* [PROBLEMI DA RISOLVERE]
1 > Riporta il testo sulla moda orientale tra "Carven accosta invece" e "e tanto black&white.", estremi inclusi, cambiando "giacche" in "casacche".
2 > Prosegui il testo sulla moda orientale a partire dalla sua ultima frase.

* [TESTO]

I colori dei giardini cinesi accendono le mise di Dior Haute Couture primavera-estate 2015. Qui i fiori decorano i lunghissimi paltò in pvc dalle contaminazioni pop e seventies. Passa dalla Cina al Sol Levante Giambattista Valli, che nella linea di pret-à-porter propone ceramiche Ming dipinte sugli abiti ma anche nozioni colte e assonanze all’architettura giapponese degli anni ’60. In passerella sfilano rami di ciliegio in fiore nei toni del bianco, giallo e del rosa pastello su gonne e minidress; duchesse e cady i tessuti preferiti per questa stagione dallo stilista romano.
Carven accosta invece le silhouette sixties degli abiti a trapezio al rigore orientale in una tavolozza di tinte forti: giallo e rosso, ma anche nero, bianco e incursioni floreali. Marni mixa i codici estetici orientali agli archivi della maison, sposando la filosofia del minimalismo orientale, tra citazioni giapponesi al kimono e colori neutri del bianco e del nero, declinati su chemisier, giacche e soprabiti.
Lunghe giacche a vestaglia con rimandi asiatici anche da Fausto Puglisi, mentre da The Row (label fondato dalle gemelle Mary-Kate e Ashley Olsen) l’oriente passa soprattutto per le silhouette. I volumi sono over in perpetui giochi di sovrapposizioni esagerate, i toni caldi: terracotta, sabbia, beige e tanto black&white.
Per gli accessori, Valentino opta per stampe floreali turchesi e grafismi bianchi, ma anche incursioni rosse fanno capolino su handbag e scarpe, dandogli un’allure orientale. Mentre da Marchesa i sandali con le nappine si arrampicano sulle caviglie da Ohne Titel decorazioni blu e bianche richiamano, ancora una volta, i decori delle porcellane made in China.

* [RIGHE DEL DATASET]
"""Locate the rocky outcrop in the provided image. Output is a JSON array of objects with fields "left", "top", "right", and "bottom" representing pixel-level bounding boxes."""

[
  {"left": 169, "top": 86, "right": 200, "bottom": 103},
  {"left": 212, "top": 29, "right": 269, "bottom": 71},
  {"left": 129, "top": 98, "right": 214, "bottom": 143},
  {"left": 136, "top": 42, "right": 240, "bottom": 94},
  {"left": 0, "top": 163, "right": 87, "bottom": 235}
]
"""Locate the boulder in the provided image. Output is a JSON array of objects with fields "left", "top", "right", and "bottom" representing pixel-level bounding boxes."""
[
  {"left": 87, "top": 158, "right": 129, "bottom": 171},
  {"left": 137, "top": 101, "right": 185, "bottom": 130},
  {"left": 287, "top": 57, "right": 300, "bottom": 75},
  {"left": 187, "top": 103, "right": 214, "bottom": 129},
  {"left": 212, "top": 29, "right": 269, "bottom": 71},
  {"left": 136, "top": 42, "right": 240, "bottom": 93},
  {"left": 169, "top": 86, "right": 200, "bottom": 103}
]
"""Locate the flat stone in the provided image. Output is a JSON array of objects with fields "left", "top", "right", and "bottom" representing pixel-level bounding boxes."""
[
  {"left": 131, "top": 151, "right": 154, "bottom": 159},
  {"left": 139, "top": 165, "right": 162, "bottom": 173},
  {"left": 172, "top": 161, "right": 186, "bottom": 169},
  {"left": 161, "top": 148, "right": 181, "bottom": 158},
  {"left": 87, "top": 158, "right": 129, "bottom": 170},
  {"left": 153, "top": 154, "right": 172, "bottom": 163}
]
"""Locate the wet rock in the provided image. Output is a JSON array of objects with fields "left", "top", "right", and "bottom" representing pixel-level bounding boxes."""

* * *

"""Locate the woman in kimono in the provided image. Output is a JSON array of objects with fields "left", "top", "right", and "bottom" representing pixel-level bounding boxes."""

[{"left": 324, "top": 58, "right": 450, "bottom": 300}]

* [SOLUZIONI DELL'ESERCIZIO]
1 >
Carven accosta invece le silhouette sixties degli abiti a trapezio al rigore orientale in una tavolozza di tinte forti: giallo e rosso, ma anche nero, bianco e incursioni floreali. Marni mixa i codici estetici orientali agli archivi della maison, sposando la filosofia del minimalismo orientale, tra citazioni giapponesi al kimono e colori neutri del bianco e del nero, declinati su chemisier, casacche e soprabiti.
Lunghe casacche a vestaglia con rimandi asiatici anche da Fausto Puglisi, mentre da The Row (label fondato dalle gemelle Mary-Kate e Ashley Olsen) l’oriente passa soprattutto per le silhouette. I volumi sono over in perpetui giochi di sovrapposizioni esagerate, i toni caldi: terracotta, sabbia, beige e tanto black&white.

2 >
Il vento d’oriente non ha smesso mai di soffiare: sulle passerelle milanesi, lo scorso febbraio, per la stagione autunno-inverno 2015-2016, Elisabetta Franchi aveva scelto i profili di salici piangenti, ciliegi in fiore e l’ iconografia del drago. Dagli smoking alle gonne, passando per abiti e bluse dai volumi over, la stilista ha reinterpretato in chiave moderna i capi chiave della cultura jap, come il kimono, trasformato grazie a giochi di volumi, tagli, proporzioni e cordoni, in un’ alternanza di cromie oro e nero.
E se la moda occidentale guarda sempre più a oriente, in Cina sono tanti gli stilisti che cercano di scalare le vette del fashion system. Tra le forbici più promettenti delle nuove generazioni di stilisti c’è Uma Wang, che dal 2005 (anno in cui ha lanciato l’omonima linea) è diventata una delle forze guida dell’ industria cinese della moda. Tra i new talents ci sono anche Yan Ming, Alison Yeung e Zhang Xi che si dedicano ad accessori e pret-à-porter, ma anche Vega Zaishi Wang, Qiu Hao ed Embry Form (marchio lanciatissimo di intimo di Hong Kong).
Molte le icone asiatiche a farsi largo nel fashion, come l’attrice e cantante cinese Li Bing Bing, assoldata da Gucci nel 2012 come testimonial per gioielli, accessori e orologi del brand fiorentino.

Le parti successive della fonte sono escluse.